AIM - Write out the full set of records below exactly.

EXERCISE MATERIALS -
__________
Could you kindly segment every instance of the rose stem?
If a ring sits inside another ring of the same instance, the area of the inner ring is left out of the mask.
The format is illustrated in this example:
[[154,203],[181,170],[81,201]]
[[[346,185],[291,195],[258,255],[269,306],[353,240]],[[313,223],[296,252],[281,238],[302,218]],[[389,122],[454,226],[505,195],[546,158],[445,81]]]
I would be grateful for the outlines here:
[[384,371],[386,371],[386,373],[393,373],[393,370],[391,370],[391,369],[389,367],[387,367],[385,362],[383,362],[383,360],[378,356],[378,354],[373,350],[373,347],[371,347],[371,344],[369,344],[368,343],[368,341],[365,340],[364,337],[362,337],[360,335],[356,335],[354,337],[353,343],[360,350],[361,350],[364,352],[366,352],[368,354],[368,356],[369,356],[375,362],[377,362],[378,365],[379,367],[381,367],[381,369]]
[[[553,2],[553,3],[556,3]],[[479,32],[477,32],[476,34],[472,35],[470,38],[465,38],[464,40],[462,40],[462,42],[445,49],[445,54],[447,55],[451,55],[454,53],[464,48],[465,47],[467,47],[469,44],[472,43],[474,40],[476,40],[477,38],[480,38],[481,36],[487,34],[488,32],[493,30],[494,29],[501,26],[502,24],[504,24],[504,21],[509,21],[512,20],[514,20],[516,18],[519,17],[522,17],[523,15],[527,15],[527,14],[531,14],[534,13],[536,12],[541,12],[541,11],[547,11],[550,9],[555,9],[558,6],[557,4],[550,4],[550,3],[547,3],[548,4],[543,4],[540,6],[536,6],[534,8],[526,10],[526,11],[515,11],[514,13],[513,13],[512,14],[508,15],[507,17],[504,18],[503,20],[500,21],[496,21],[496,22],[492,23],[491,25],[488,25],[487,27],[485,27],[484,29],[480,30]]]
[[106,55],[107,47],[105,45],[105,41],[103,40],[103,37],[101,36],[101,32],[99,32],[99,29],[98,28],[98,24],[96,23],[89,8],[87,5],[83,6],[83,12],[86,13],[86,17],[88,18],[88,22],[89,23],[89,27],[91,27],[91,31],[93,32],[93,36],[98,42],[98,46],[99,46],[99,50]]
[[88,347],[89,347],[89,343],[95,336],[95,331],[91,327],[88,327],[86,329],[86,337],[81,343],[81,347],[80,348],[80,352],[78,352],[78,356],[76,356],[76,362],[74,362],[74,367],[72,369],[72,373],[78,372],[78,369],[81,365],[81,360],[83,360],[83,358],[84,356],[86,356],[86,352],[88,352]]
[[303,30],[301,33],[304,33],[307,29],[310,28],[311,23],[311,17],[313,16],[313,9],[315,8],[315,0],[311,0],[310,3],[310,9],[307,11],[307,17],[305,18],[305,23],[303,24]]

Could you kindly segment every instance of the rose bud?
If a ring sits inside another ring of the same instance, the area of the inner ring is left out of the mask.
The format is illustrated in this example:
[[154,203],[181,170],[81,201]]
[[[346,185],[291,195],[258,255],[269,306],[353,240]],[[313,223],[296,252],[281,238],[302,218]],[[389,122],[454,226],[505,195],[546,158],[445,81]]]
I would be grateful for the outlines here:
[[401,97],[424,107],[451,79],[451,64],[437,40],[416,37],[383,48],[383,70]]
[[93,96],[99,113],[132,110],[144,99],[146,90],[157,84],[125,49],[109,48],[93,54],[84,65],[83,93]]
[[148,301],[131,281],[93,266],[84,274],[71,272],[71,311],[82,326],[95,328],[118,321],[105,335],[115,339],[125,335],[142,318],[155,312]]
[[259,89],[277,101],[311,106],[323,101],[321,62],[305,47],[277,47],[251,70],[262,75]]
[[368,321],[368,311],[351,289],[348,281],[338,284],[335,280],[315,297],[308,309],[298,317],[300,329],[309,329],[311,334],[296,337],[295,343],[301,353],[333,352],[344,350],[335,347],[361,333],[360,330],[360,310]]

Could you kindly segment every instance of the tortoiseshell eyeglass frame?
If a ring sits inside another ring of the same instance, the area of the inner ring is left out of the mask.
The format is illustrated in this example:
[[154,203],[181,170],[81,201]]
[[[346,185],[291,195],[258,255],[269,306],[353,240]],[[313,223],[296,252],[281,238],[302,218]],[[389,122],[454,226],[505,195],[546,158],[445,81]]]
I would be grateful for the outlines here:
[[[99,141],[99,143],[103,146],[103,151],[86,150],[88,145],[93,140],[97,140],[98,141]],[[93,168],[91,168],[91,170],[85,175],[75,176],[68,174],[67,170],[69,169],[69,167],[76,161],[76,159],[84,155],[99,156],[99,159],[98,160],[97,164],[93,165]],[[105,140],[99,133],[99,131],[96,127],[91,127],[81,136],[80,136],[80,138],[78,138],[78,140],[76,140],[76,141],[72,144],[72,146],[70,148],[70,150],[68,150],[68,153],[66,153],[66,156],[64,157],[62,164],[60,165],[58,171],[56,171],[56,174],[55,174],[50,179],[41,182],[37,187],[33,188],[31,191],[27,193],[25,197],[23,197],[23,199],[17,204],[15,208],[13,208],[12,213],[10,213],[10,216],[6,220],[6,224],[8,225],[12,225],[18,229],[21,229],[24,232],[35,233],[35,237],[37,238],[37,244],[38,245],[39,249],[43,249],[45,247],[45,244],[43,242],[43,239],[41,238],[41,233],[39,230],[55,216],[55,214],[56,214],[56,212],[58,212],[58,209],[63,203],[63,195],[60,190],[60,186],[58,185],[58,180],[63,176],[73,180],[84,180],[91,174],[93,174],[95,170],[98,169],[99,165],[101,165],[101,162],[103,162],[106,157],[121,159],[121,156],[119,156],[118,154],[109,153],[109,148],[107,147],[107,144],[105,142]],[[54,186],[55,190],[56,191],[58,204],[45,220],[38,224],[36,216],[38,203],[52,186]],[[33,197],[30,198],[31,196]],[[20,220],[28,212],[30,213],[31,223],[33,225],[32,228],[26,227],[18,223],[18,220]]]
__________
SOLVED EXERCISE -
Could you kindly segment every instance of the rose stem?
If a ring sits inside another ring of the same instance, the area of the inner ring is left out of the mask.
The format is illustrated in this example:
[[154,203],[181,170],[81,201]]
[[[346,185],[291,195],[258,255],[269,306],[353,240]],[[313,223],[296,252],[281,238],[302,218]],[[389,122],[454,226],[505,195],[546,158],[445,81]]]
I would be grateful for the outlines here:
[[384,371],[386,371],[386,373],[393,373],[393,370],[391,370],[391,369],[389,367],[387,367],[385,362],[383,362],[383,360],[378,356],[378,354],[373,350],[373,347],[371,347],[371,344],[369,344],[368,343],[368,341],[365,340],[364,337],[362,337],[360,335],[356,335],[354,337],[353,343],[360,350],[361,350],[364,352],[366,352],[368,354],[368,356],[369,356],[375,362],[377,362],[378,365],[379,367],[381,367],[381,369]]
[[[553,2],[553,3],[556,3]],[[479,32],[477,32],[476,34],[472,35],[470,38],[465,38],[464,40],[462,40],[462,42],[445,49],[445,54],[447,55],[451,55],[454,53],[464,48],[465,47],[467,47],[469,44],[472,43],[474,40],[476,40],[477,38],[480,38],[481,36],[487,34],[488,32],[493,30],[494,29],[501,26],[502,24],[504,24],[504,21],[509,21],[512,20],[514,20],[516,18],[519,17],[522,17],[523,15],[527,15],[527,14],[531,14],[534,13],[536,12],[541,12],[541,11],[547,11],[550,9],[555,9],[558,6],[557,4],[550,4],[550,3],[547,3],[548,4],[543,4],[540,6],[536,6],[534,8],[526,10],[526,11],[515,11],[514,13],[513,13],[512,14],[508,15],[507,17],[504,18],[503,20],[500,21],[496,21],[496,22],[492,23],[491,25],[488,25],[487,27],[485,27],[484,29],[480,30]]]
[[106,55],[107,47],[105,45],[105,41],[103,40],[103,37],[101,36],[101,32],[99,32],[99,29],[98,28],[98,24],[96,23],[89,8],[87,5],[83,6],[83,12],[86,13],[86,17],[88,18],[88,22],[89,23],[89,27],[91,27],[91,31],[93,32],[93,36],[98,42],[98,46],[99,46],[99,50]]
[[88,347],[89,347],[89,343],[95,336],[95,331],[91,327],[88,327],[86,329],[86,337],[81,343],[81,347],[80,348],[80,352],[78,352],[78,356],[76,356],[76,362],[74,362],[74,367],[72,369],[72,373],[78,372],[78,369],[81,365],[81,360],[83,360],[83,358],[84,356],[86,356],[86,352],[88,352]]
[[303,30],[301,33],[304,33],[307,29],[310,28],[311,23],[311,17],[313,16],[313,9],[315,8],[315,0],[311,0],[310,3],[310,9],[307,11],[307,17],[305,18],[305,23],[303,24]]

Could you kindly segment every instance of the rose bud?
If a ring sits inside another ring of the same instance, the area of the inner ring is left out of the mask.
The format is illustrated in this example:
[[154,203],[181,170],[81,201]]
[[[346,185],[291,195],[258,255],[269,306],[353,240]],[[313,223],[296,252],[281,238],[302,218]],[[389,122],[454,226],[505,195],[546,158],[445,81]]]
I would be grateful for the outlines here:
[[401,97],[424,107],[451,79],[451,64],[437,40],[416,37],[383,48],[383,70]]
[[93,96],[99,113],[132,110],[144,99],[146,90],[157,84],[125,49],[109,48],[93,54],[84,65],[83,93]]
[[148,301],[131,281],[93,266],[84,274],[71,272],[71,311],[82,326],[95,328],[118,321],[105,335],[115,339],[125,335],[142,318],[155,312]]
[[259,89],[277,101],[311,106],[323,101],[321,62],[305,47],[277,47],[251,70],[262,75]]
[[368,321],[368,311],[351,289],[348,281],[338,284],[335,280],[315,297],[308,309],[298,317],[300,329],[309,329],[311,334],[296,337],[295,343],[301,353],[333,352],[344,350],[335,347],[361,333],[360,330],[360,310]]

Could you kindly segment every instance of the tortoiseshell eyeglass frame?
If a ring sits inside another ring of the same instance, the area of the inner ring is left out of the mask.
The format is illustrated in this example:
[[154,203],[181,170],[81,201]]
[[[346,185],[291,195],[258,255],[269,306],[353,240]],[[313,223],[296,252],[281,238],[302,218]],[[389,122],[454,226],[505,195],[546,158],[445,81]]]
I would be grateful for the outlines here:
[[[99,141],[99,143],[103,146],[103,151],[86,150],[88,145],[93,140],[97,140],[98,141]],[[93,168],[91,168],[91,170],[85,175],[75,176],[68,174],[67,170],[69,169],[69,167],[76,161],[76,159],[84,155],[99,156],[99,159],[98,160],[97,164],[93,165]],[[105,140],[99,133],[99,131],[96,127],[91,127],[81,136],[80,136],[80,138],[78,138],[78,140],[76,140],[76,141],[72,144],[72,146],[70,148],[70,150],[68,150],[68,153],[66,153],[66,156],[64,157],[62,164],[60,165],[58,171],[56,171],[56,174],[55,174],[50,179],[41,182],[37,187],[33,188],[31,191],[27,193],[25,197],[23,197],[23,199],[17,204],[15,208],[13,208],[12,213],[10,213],[10,216],[6,220],[6,224],[8,225],[12,225],[18,229],[21,229],[24,232],[35,233],[35,237],[37,238],[37,244],[38,245],[39,249],[43,249],[45,247],[45,244],[43,242],[43,239],[41,238],[41,233],[39,230],[55,216],[55,214],[56,214],[56,212],[58,212],[58,209],[63,203],[63,195],[60,190],[60,186],[58,185],[58,180],[63,176],[73,180],[84,180],[91,174],[93,174],[95,170],[98,169],[99,165],[101,165],[101,162],[103,162],[106,157],[121,159],[121,156],[119,156],[118,154],[109,153],[109,148],[107,147],[107,144],[105,142]],[[54,186],[55,190],[56,191],[58,204],[45,220],[38,224],[36,216],[38,203],[52,186]],[[33,197],[30,198],[31,196]],[[20,220],[28,212],[30,213],[31,223],[33,225],[32,228],[26,227],[18,223],[18,220]]]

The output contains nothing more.